* **YOUR TASK**
Using the film review, mark each statement yes or no and quote the review's exact words that decide it. (a) The Roths consider escaping to Switzerland. (b) Germany's name is spoken exactly once in the film. (c) Professor Roth's wife is refused permission to visit him in the work camp.

#### QUOTED PASSAGE ####

Martin keeps his distance from the Roth house for the next few weeks, nursing his heartbreak and steering clear of his friends’ political fervor. He does let Freya drag him out for drinks with the gang, just like old times – “they’ve promised no politics,” she wheedles. But of course the current political climate comes up, especially when another Nazi party faithful starts singing the “Horst Wessel” and encourages the rest of the bar to sing along. The Nazis start hassling an older man for not joining in, and when Martin comes to his defense, it starts a minor bar brawl that ultimately severs Martin from his friends, makes Freya question her allegiance – and leads the party-faithful students to publicly walk out of Professor Roth’s class the next day. The Roths start to consider an escape to Austria – by train if they can, but if they can’t, Martin knows a daring mountain passageway over the Alps.
Now, again, I get why the film pulled its punches a little. The word “Jew” is never spoken, or mentioned as being a target of the Nazis. But it is definitely implied that that’s what people mean by “non-Aryan”. Still, it’s also implied that Professor Roth is targeted more so for his ideas than his ethnicity; the catalyst for the class walkout comes when one student challenges him about his claims that Aryan and non-Aryan blood are both the same. Freya later draws some suspicion only when someone finds she’s carrying a copy of her father’s writings as she’s attempting to leave the country. As the film would have you believe, what gets the Roths into trouble is their outspokenness, not their Jewishness. And as for mentioning Germany? The country’s name is uttered precisely once. Even though the dangers of the Third Reich were becoming ever more clear, the U.S. studios still wanted to play nice with any possible German and German-American market.
In one case, too, the film softballed one element based on a lack of information. Professor Roth is imprisoned in a work camp in one scene, and his wife is allowed to visit him there. I really doubt whether a concentration camp inmate would have been permitted to receive visitors, and Professor Roth looks surprisingly spunky for someone who’s been in a camp for a few weeks. But this was in 1940, well before the world discovered what the camps were really like; so we can forgive them, I think.
Even though Freya and Martin are the main characters, the ones who really caught my attention at the end were Fritz and the two Roth stepsons. All three have been party faithfuls; all three meet in the now-empty Roth house to discuss the tragic fallout of their actions (I won’t go into detail, but I will say that not everyone trying to flee Germany gets out alive). As each considers his part in the events, each has a very different reaction – one doubles down on his allegiance, and one blubbers that he was “just following orders” before running out. And one starts to question his own faith in the party. The very end of the film is shot as if it’s from this doubter’s perspective – we pan around the now-empty Roth house, with quotes from the happier scene with the Professor’s party looped in in voiceover. This moment could have been a sop to potential German audiences – “Okay, we get it, not all of y’all are Nazis” – but for me it felt more like an appeal to them, a last plea to regular Germans to leave the Nazi party and take their country back from the madmen now controlling it. Everything else in the film is something that was familiar – the love triangle, the beloved town elder brought down by fascists, the desperate escape attempt – but this direct appeal on the eve of the Second World War was a haunting note to end on.
The timing more than the movie itself is interesting here. A lot of the sentiments here are what you would expect after the war, but this is pre-war, at least in America, where the media seemed to be so careful not to drag the country into a war. Hindsight is idiotic, but here in hindsight the movie was right.

#### GIVEN RECORDS ####

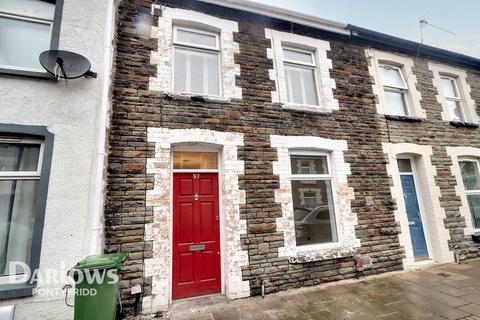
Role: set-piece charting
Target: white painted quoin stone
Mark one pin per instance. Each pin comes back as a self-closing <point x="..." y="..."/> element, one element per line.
<point x="160" y="231"/>
<point x="428" y="193"/>
<point x="163" y="58"/>
<point x="343" y="194"/>
<point x="467" y="103"/>
<point x="457" y="153"/>
<point x="413" y="96"/>
<point x="325" y="83"/>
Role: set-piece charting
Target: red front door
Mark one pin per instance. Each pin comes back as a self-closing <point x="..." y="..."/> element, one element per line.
<point x="196" y="235"/>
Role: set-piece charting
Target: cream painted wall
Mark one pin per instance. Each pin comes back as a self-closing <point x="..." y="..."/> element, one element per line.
<point x="72" y="114"/>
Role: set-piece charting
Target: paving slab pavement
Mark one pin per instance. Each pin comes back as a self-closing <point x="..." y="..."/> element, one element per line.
<point x="450" y="291"/>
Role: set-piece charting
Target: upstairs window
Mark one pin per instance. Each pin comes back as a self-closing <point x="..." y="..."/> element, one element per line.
<point x="452" y="97"/>
<point x="395" y="89"/>
<point x="300" y="76"/>
<point x="313" y="204"/>
<point x="196" y="62"/>
<point x="26" y="28"/>
<point x="20" y="167"/>
<point x="471" y="181"/>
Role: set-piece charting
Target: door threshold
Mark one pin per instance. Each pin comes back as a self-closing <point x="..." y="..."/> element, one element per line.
<point x="423" y="264"/>
<point x="207" y="296"/>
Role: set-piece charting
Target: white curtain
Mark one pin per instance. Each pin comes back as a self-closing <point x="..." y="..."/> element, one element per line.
<point x="17" y="211"/>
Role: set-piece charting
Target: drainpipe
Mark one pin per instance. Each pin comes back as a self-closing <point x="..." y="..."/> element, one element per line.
<point x="96" y="209"/>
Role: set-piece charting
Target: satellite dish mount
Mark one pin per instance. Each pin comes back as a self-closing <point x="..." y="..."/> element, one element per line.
<point x="66" y="65"/>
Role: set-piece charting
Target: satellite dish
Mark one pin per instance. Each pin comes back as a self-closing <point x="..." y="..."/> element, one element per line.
<point x="66" y="64"/>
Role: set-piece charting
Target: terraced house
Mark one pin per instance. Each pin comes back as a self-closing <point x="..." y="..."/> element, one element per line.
<point x="253" y="149"/>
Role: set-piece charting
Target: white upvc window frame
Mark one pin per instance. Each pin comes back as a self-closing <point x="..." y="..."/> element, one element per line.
<point x="305" y="65"/>
<point x="458" y="98"/>
<point x="470" y="192"/>
<point x="195" y="45"/>
<point x="187" y="46"/>
<point x="23" y="175"/>
<point x="315" y="177"/>
<point x="402" y="90"/>
<point x="30" y="18"/>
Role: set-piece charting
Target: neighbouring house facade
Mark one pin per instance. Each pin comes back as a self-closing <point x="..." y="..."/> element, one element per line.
<point x="52" y="149"/>
<point x="253" y="148"/>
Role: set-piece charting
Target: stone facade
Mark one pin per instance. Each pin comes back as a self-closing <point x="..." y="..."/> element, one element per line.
<point x="145" y="119"/>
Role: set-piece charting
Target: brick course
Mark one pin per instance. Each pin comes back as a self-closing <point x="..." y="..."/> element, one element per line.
<point x="136" y="108"/>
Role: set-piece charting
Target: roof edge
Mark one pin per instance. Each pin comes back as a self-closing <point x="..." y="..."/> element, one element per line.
<point x="412" y="47"/>
<point x="386" y="40"/>
<point x="283" y="14"/>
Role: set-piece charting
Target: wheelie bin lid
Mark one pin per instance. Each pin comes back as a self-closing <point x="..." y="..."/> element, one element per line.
<point x="101" y="262"/>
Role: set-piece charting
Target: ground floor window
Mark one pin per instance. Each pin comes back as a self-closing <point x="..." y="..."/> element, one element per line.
<point x="471" y="181"/>
<point x="313" y="204"/>
<point x="20" y="168"/>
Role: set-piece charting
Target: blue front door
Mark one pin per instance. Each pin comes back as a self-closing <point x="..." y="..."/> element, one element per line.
<point x="414" y="220"/>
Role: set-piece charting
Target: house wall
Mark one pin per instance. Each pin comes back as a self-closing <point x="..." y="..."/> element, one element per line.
<point x="136" y="109"/>
<point x="139" y="110"/>
<point x="71" y="113"/>
<point x="441" y="135"/>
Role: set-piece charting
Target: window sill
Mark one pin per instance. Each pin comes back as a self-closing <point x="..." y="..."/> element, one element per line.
<point x="403" y="118"/>
<point x="307" y="108"/>
<point x="13" y="291"/>
<point x="322" y="252"/>
<point x="196" y="97"/>
<point x="461" y="124"/>
<point x="27" y="74"/>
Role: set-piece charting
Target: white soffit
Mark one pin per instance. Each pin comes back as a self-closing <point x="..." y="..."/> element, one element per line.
<point x="283" y="14"/>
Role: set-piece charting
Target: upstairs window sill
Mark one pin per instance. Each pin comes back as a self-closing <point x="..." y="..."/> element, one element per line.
<point x="13" y="291"/>
<point x="307" y="108"/>
<point x="462" y="124"/>
<point x="403" y="118"/>
<point x="196" y="97"/>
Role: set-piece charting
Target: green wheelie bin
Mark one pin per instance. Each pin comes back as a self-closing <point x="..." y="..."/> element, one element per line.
<point x="96" y="286"/>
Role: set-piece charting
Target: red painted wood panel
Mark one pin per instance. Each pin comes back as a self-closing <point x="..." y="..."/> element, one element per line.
<point x="195" y="222"/>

####

* **EXERCISE ANSWER**
(a) No: "The Roths start to consider an escape to Austria"
(b) Yes: "The country’s name is uttered precisely once."
(c) No: "his wife is allowed to visit him there"